Dataset entries:

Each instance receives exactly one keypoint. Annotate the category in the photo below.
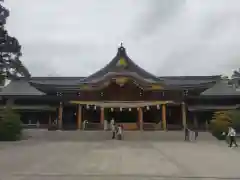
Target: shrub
(10, 126)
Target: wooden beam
(60, 111)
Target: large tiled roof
(20, 87)
(121, 63)
(222, 88)
(170, 80)
(27, 86)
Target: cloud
(165, 37)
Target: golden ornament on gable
(156, 87)
(122, 62)
(121, 80)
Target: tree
(10, 52)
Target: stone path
(118, 160)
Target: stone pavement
(118, 160)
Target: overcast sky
(165, 37)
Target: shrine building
(122, 91)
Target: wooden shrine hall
(122, 91)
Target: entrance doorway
(69, 119)
(128, 117)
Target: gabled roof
(121, 63)
(20, 87)
(221, 88)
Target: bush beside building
(10, 126)
(222, 120)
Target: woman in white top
(232, 137)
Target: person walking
(119, 132)
(186, 131)
(195, 134)
(232, 137)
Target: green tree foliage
(10, 125)
(222, 120)
(10, 52)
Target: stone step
(106, 135)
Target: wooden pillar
(79, 116)
(140, 118)
(49, 120)
(164, 120)
(195, 120)
(184, 117)
(102, 116)
(60, 111)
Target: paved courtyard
(118, 160)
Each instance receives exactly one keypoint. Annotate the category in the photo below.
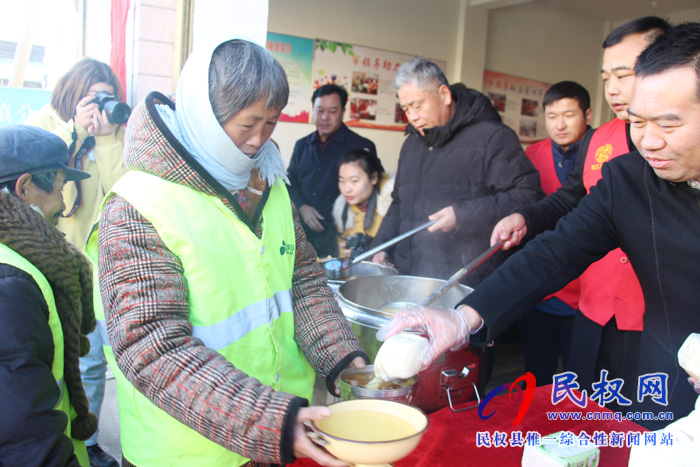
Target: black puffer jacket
(31, 431)
(476, 165)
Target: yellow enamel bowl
(370, 431)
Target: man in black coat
(45, 307)
(648, 204)
(313, 169)
(459, 165)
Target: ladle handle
(393, 241)
(461, 274)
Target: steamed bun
(689, 355)
(400, 356)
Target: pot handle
(448, 376)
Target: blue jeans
(93, 367)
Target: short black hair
(369, 161)
(679, 47)
(328, 89)
(570, 90)
(650, 26)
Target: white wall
(407, 26)
(548, 44)
(533, 40)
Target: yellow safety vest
(11, 257)
(240, 303)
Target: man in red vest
(606, 332)
(547, 329)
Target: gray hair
(240, 74)
(420, 72)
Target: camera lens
(117, 112)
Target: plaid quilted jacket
(145, 299)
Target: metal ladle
(455, 279)
(341, 268)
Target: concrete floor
(509, 365)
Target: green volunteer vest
(11, 257)
(240, 305)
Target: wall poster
(295, 54)
(519, 102)
(367, 75)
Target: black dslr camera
(359, 243)
(117, 112)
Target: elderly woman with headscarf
(219, 316)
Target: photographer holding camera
(86, 113)
(365, 196)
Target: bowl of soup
(370, 431)
(362, 384)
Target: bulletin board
(519, 102)
(366, 73)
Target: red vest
(540, 154)
(609, 287)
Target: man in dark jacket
(313, 170)
(45, 307)
(648, 204)
(459, 165)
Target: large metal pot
(454, 376)
(362, 269)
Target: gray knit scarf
(69, 274)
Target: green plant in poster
(332, 46)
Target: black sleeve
(389, 228)
(545, 214)
(31, 431)
(293, 174)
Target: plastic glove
(511, 229)
(446, 329)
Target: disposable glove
(445, 328)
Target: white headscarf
(194, 124)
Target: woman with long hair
(365, 197)
(96, 145)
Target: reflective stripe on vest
(9, 256)
(540, 154)
(239, 291)
(609, 287)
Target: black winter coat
(314, 181)
(476, 165)
(657, 224)
(31, 431)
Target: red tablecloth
(451, 438)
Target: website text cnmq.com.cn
(605, 391)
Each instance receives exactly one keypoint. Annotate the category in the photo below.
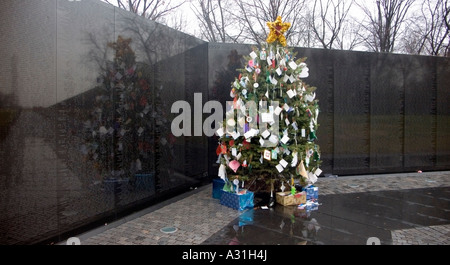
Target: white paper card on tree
(235, 135)
(222, 172)
(294, 125)
(254, 132)
(261, 142)
(294, 159)
(278, 71)
(220, 132)
(292, 79)
(279, 168)
(318, 172)
(273, 139)
(267, 155)
(285, 139)
(267, 117)
(293, 65)
(248, 134)
(312, 178)
(287, 122)
(274, 81)
(284, 163)
(291, 93)
(278, 110)
(233, 151)
(265, 134)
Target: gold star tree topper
(277, 30)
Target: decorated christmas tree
(268, 135)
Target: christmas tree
(271, 125)
(119, 135)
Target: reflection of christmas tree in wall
(120, 135)
(270, 127)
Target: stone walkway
(430, 235)
(197, 216)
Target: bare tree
(428, 32)
(384, 23)
(327, 22)
(215, 21)
(150, 9)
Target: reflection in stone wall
(379, 112)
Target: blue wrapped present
(237, 201)
(217, 188)
(312, 192)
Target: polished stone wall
(380, 113)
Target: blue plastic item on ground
(217, 188)
(237, 201)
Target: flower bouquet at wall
(267, 140)
(119, 135)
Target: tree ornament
(277, 30)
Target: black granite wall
(380, 113)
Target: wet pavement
(340, 219)
(389, 209)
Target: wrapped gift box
(217, 188)
(286, 198)
(312, 192)
(237, 201)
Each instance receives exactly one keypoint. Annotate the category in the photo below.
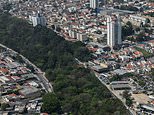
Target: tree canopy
(76, 90)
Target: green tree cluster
(76, 90)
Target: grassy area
(145, 53)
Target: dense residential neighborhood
(118, 40)
(21, 87)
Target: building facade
(113, 31)
(38, 20)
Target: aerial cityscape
(76, 57)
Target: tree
(51, 104)
(4, 106)
(147, 20)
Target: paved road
(48, 87)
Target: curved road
(41, 75)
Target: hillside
(77, 91)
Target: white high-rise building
(94, 4)
(38, 19)
(113, 31)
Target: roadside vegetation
(76, 90)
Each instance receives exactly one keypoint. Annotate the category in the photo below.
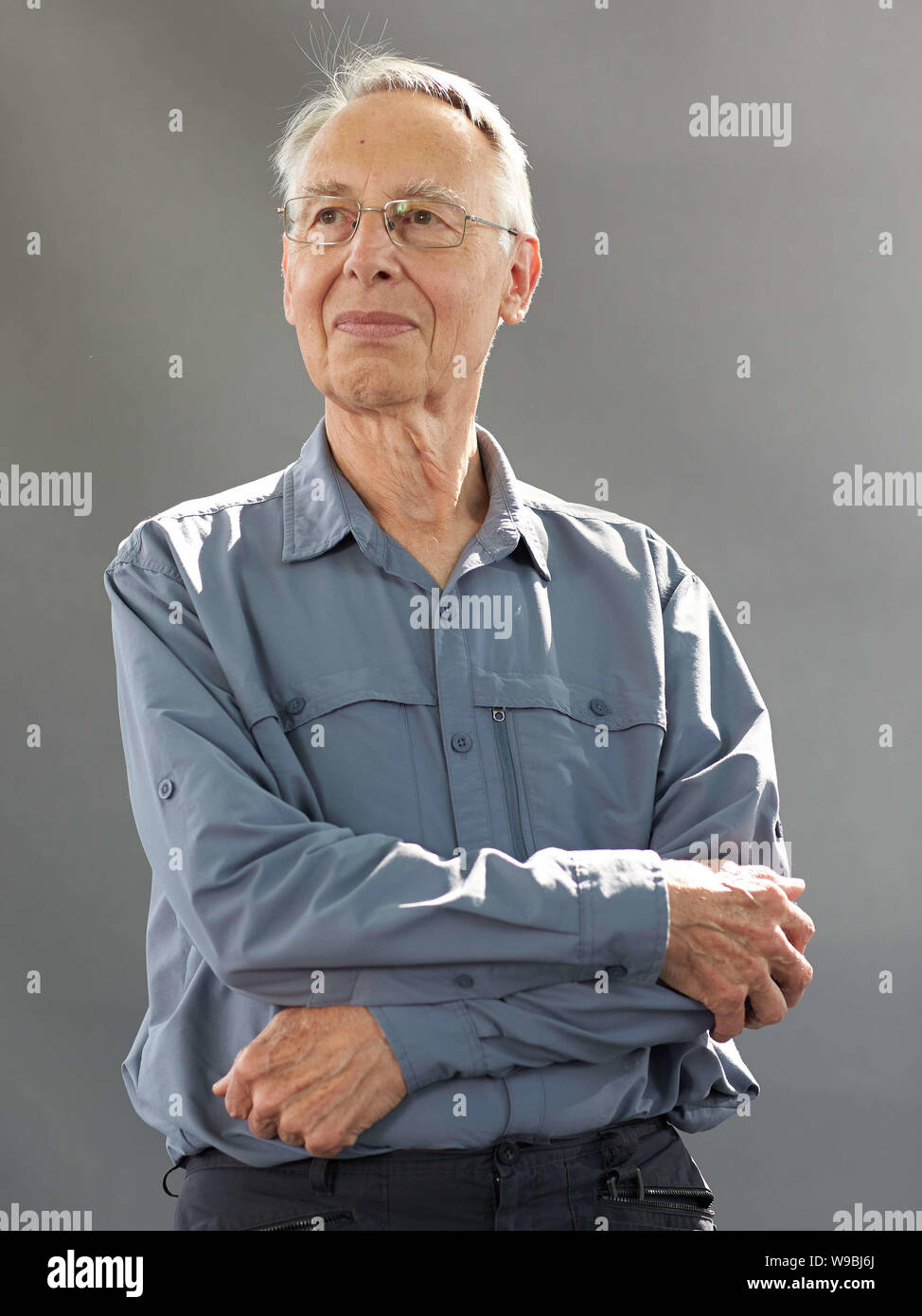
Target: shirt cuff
(627, 935)
(432, 1042)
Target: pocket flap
(594, 704)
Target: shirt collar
(320, 506)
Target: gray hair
(365, 71)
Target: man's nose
(371, 242)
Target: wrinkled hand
(736, 941)
(316, 1076)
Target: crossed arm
(537, 955)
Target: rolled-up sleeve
(717, 792)
(269, 895)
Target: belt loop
(321, 1175)
(163, 1182)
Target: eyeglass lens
(416, 222)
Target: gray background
(157, 243)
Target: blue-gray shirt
(449, 807)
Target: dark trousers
(637, 1175)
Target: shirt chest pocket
(358, 736)
(573, 765)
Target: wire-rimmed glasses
(411, 222)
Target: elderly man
(425, 761)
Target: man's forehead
(436, 142)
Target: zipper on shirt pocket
(510, 789)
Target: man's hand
(316, 1076)
(736, 942)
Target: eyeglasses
(333, 220)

Instructions to follow: Write out the records above again, swapping every "Target" for "Object" and keeping everything else the same. Leave the pictures out of your answer.

Answer to the exercise:
Each instance receives exactly one keypoint. Annotate the category in the photo below.
Object: shrub
(10, 126)
Object: wooden beam
(60, 111)
Object: large tiled roof
(20, 87)
(121, 63)
(222, 88)
(170, 80)
(27, 86)
Object: cloud
(165, 37)
Object: golden ornament on gable
(156, 87)
(122, 62)
(121, 80)
Object: tree
(10, 52)
Object: stone path
(118, 160)
Object: stone pavement
(118, 160)
Object: overcast sky
(165, 37)
Object: shrine building
(122, 91)
Object: wooden shrine hall
(122, 91)
Object: entrance doorway
(69, 119)
(128, 117)
Object: gabled roof
(121, 63)
(20, 87)
(221, 88)
Object: bush beside building
(10, 126)
(222, 120)
Object: woman in white top
(232, 137)
Object: person walking
(119, 132)
(186, 131)
(195, 134)
(232, 137)
Object: green tree foliage
(10, 125)
(222, 120)
(10, 52)
Object: stone step
(106, 135)
Object: wooden pillar
(79, 116)
(140, 118)
(49, 120)
(164, 120)
(195, 120)
(184, 117)
(102, 116)
(60, 111)
Object: paved courtyard
(118, 160)
Each instance receives exactly one keypoint. Annotate the category in the photo below.
Object: black puffer jacket
(31, 431)
(476, 165)
Object: yellow enamel bowl
(370, 431)
Object: man in black coat
(45, 307)
(648, 204)
(313, 169)
(459, 165)
Object: ladle handle
(393, 241)
(461, 274)
Object: steamed bun
(689, 355)
(400, 356)
Object: pot handle
(448, 376)
Object: blue jeans
(93, 367)
Object: short black hair
(369, 161)
(679, 47)
(328, 89)
(570, 90)
(650, 26)
Object: white wall
(407, 26)
(548, 44)
(533, 40)
Object: yellow safety vest
(11, 257)
(240, 303)
Object: man in red vest
(606, 332)
(547, 329)
Object: gray hair
(240, 74)
(420, 72)
Object: camera lens
(117, 112)
Object: plaid quilted jacket
(145, 299)
Object: metal ladle
(455, 279)
(341, 268)
Object: concrete floor
(509, 365)
Object: green volunteer vest
(11, 257)
(240, 305)
Object: wall poster
(295, 54)
(519, 102)
(367, 75)
Object: black dslr camera
(359, 243)
(117, 112)
Object: elderly woman with headscarf
(219, 316)
Object: photographer holding camera
(86, 113)
(365, 196)
Object: bowl of soup
(370, 431)
(362, 384)
Object: bulletin board
(519, 102)
(366, 73)
Object: red vest
(540, 154)
(609, 287)
Object: man in dark jacket
(313, 170)
(45, 307)
(648, 204)
(459, 165)
Object: large metal pot
(454, 376)
(362, 269)
Object: gray knit scarf
(69, 274)
Object: green plant in poster
(332, 46)
Object: black sleeve
(389, 228)
(545, 214)
(31, 431)
(293, 174)
Object: plastic glove
(511, 229)
(446, 329)
Object: disposable glove
(445, 328)
Object: white headscarf
(194, 124)
Object: woman with long hair
(365, 197)
(96, 145)
Object: reflective stripe on vest
(9, 256)
(540, 154)
(239, 291)
(609, 287)
Object: black winter coat
(314, 181)
(476, 165)
(657, 224)
(31, 431)
Object: red tablecloth
(451, 438)
Object: website text cnmq.com.cn
(605, 391)
Each instance receives exactly one keypoint. Annotate the category in the photo below.
Object: white paper card on tree
(235, 135)
(222, 172)
(294, 125)
(254, 132)
(261, 142)
(294, 159)
(278, 71)
(220, 132)
(292, 79)
(279, 168)
(318, 172)
(273, 139)
(267, 155)
(285, 139)
(267, 117)
(293, 65)
(248, 134)
(312, 178)
(287, 122)
(274, 81)
(284, 163)
(291, 93)
(278, 110)
(233, 151)
(265, 134)
Object: gold star tree topper
(277, 30)
Object: decorated christmas tree
(268, 135)
Object: christmas tree
(271, 125)
(119, 135)
Object: reflection of christmas tree in wall
(120, 135)
(270, 127)
Object: stone walkway
(430, 235)
(197, 216)
Object: bare tree
(428, 32)
(384, 23)
(327, 22)
(215, 21)
(150, 9)
Object: reflection in stone wall
(379, 112)
Object: blue wrapped present
(237, 201)
(217, 188)
(312, 192)
Object: polished stone wall
(380, 113)
Object: blue plastic item on ground
(217, 188)
(237, 201)
Object: flower bouquet at wall
(267, 140)
(119, 135)
Object: tree ornament
(277, 30)
Object: black granite wall
(380, 113)
Object: wet pavement
(340, 219)
(389, 209)
Object: wrapped gift box
(217, 188)
(286, 198)
(312, 192)
(237, 201)
Each instance receives exactly one keypoint. Annotate the category in the photo below.
Object: tree canopy
(76, 90)
Object: green tree cluster
(76, 90)
Object: grassy area
(145, 53)
Object: dense residential neighborhood
(118, 40)
(21, 87)
Object: building facade
(113, 31)
(38, 20)
Object: aerial cityscape
(76, 57)
Object: tree
(51, 104)
(4, 106)
(147, 20)
Object: paved road
(48, 87)
Object: curved road
(41, 75)
Object: hillside
(77, 91)
Object: white high-rise building
(94, 4)
(38, 19)
(113, 31)
Object: roadside vegetation
(76, 90)
Each instance receives exactly one keypoint. Annotate the category in the photo below.
Object: shirt cuff
(627, 935)
(432, 1042)
Object: pocket flap
(594, 704)
Object: shirt collar
(320, 506)
Object: gray hair
(365, 71)
Object: man's nose
(371, 242)
Object: wrinkled hand
(736, 941)
(316, 1076)
Object: crossed arm
(537, 955)
Object: rolled-up sleeve
(717, 792)
(269, 895)
Object: belt loop
(321, 1175)
(163, 1182)
Object: eyeglass lens
(416, 222)
Object: gray background
(157, 243)
Object: blue-gray shirt
(449, 807)
Object: dark trousers
(637, 1175)
Object: shirt chest pocket
(358, 736)
(573, 765)
Object: wire-rimmed glasses
(411, 222)
Object: elderly man
(425, 761)
Object: man's forehead
(436, 142)
Object: zipper on shirt pocket
(510, 789)
Object: man's hand
(316, 1076)
(736, 942)
Object: eyeglasses
(333, 220)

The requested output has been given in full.